SOURCE EXTRACT:

Re: [patch 4/4 v3]swap: make cluster allocation per-cpu

Hugh Dickins <hughd@xxxxxxxxxx> · Tue, 19 Mar 2013 16:09:01 -0700 (PDT)

On Thu, 21 Feb 2013, Shaohua Li wrote:

> swap cluster allocation is to get better request merge to improve performance.
> But the cluster is shared globally, if multiple tasks are doing swap, this will
> cause interleave disk access. While multiple tasks swap is quite common, for
> example, each numa node has a kswapd thread doing swap or multiple
> threads/processes do direct page reclaim.
> 
> We makes the cluster allocation per-cpu here. The interleave disk access issue
> goes away. All tasks will do sequential swap.
> 
> If one CPU can't get its per-cpu cluster, it will fallback to scan swap_map.
> The CPU can still continue swap. We don't need recycle free swap entries of
> other CPUs.
> 
> In my test (swap to a 2-disk raid0 partition), this improves around 10%
> swapout throughput, and request size is increased significantly.
> 
> How does this impact swap readahead is uncertain though. On one side, page
> reclaim always isolates and swaps several adjancent pages, this will make page
> reclaim write the pages sequentially and benefit readahead. On the other side,
> several CPU write pages interleave means the pages don't live _sequentially_
> but relatively _near_. In the per-cpu allocation case, if adjancent pages are
> written by different cpus, they will live relatively _far_.  So how this
> impacts swap readahead depends on how many pages page reclaim isolates and
> swaps one time. If the number is big, this patch will benefit swap readahead.
> Of course, this is about sequential access pattern. The patch has no impact for
> random access pattern, because the new cluster allocation algorithm is just for
> SSD.
> 
> Signed-off-by: Shaohua Li <shli@xxxxxxxxxxxx>

I'll say
Acked-by: Hugh Dickins <hughd@xxxxxxxxxx>
because I don't want to get in the way of the series, which I'd be
happy for Andrew to take into mmotm once the swapoff ENOMEM is fixed.

THE PROBLEM: Translate this sentence from the swap patch message into Spanish: "In my test (swap to a 2-disk raid0 partition), this improves around 10% swapout throughput, and request size is increased significantly." The entries that come next have nothing to do with this message.

EXCERPTED RECORDS:
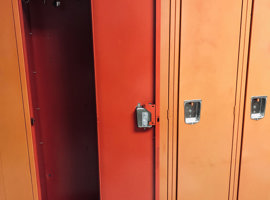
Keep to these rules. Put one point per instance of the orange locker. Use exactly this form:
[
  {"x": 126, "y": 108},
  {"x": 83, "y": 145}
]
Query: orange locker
[
  {"x": 254, "y": 174},
  {"x": 209, "y": 45},
  {"x": 126, "y": 69}
]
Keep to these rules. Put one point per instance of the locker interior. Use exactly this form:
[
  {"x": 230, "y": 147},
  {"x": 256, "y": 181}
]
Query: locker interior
[{"x": 60, "y": 68}]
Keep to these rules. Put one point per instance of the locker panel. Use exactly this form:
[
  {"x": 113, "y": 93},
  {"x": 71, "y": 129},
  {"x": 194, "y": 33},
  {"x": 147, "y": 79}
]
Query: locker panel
[
  {"x": 124, "y": 50},
  {"x": 15, "y": 171},
  {"x": 58, "y": 43},
  {"x": 255, "y": 163},
  {"x": 210, "y": 32}
]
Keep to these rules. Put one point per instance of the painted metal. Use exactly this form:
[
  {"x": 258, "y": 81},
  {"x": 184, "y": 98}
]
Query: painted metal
[
  {"x": 62, "y": 95},
  {"x": 125, "y": 57},
  {"x": 17, "y": 170},
  {"x": 209, "y": 46},
  {"x": 255, "y": 162}
]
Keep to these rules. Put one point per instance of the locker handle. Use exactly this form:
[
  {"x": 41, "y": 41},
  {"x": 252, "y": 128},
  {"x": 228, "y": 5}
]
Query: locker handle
[
  {"x": 192, "y": 109},
  {"x": 258, "y": 106}
]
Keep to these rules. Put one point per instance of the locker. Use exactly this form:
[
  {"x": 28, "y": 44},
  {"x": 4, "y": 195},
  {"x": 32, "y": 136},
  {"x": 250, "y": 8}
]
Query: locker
[
  {"x": 209, "y": 45},
  {"x": 126, "y": 70},
  {"x": 254, "y": 180},
  {"x": 58, "y": 53},
  {"x": 17, "y": 169}
]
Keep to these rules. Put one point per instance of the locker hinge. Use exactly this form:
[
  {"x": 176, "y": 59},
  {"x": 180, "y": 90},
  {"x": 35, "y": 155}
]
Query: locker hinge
[{"x": 146, "y": 115}]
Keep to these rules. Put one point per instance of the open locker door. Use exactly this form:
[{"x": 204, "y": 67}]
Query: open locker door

WRITTEN ANSWER: En mi prueba (swap a una partición RAID0 de 2 discos), esto mejora alrededor de un 10 % el rendimiento de swapout, y el tamaño de las solicitudes aumenta de forma significativa.